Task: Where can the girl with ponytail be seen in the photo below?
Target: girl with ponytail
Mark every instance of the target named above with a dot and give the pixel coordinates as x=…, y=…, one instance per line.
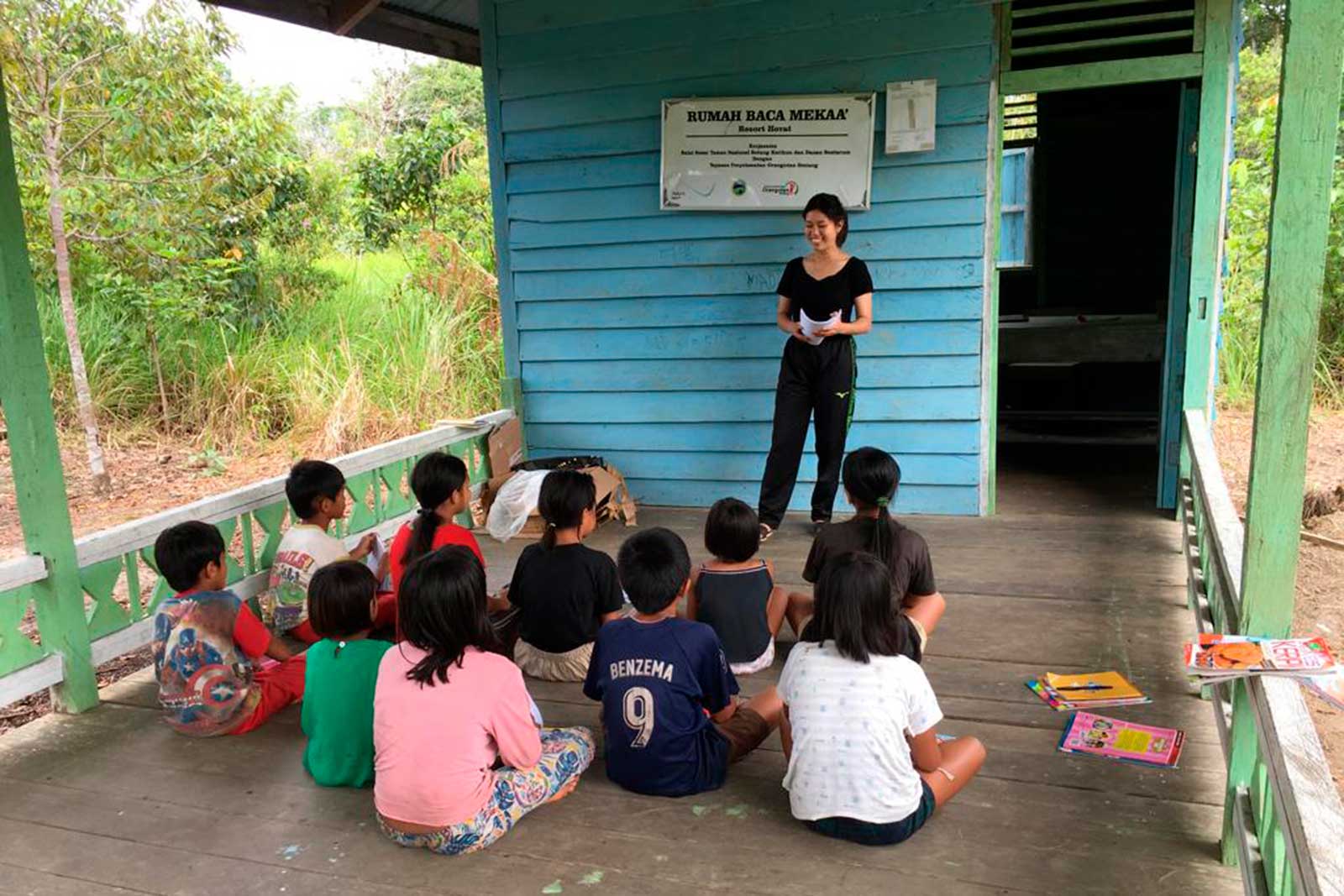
x=564, y=589
x=443, y=490
x=871, y=479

══════

WHAT THE TASK ASKS
Revise the entries above so that every "girl with ponytail" reads "child with ponytail" and nothing else changes. Leave the pictures out of your answer.

RESULT OF THIS EXERCISE
Task: Where can the child with ponytail be seen in the photo below?
Target: child with ponytail
Mark every instance of the target named above with a dot and give the pixel coordinates as x=…, y=…, one instance per line.
x=564, y=589
x=443, y=490
x=871, y=479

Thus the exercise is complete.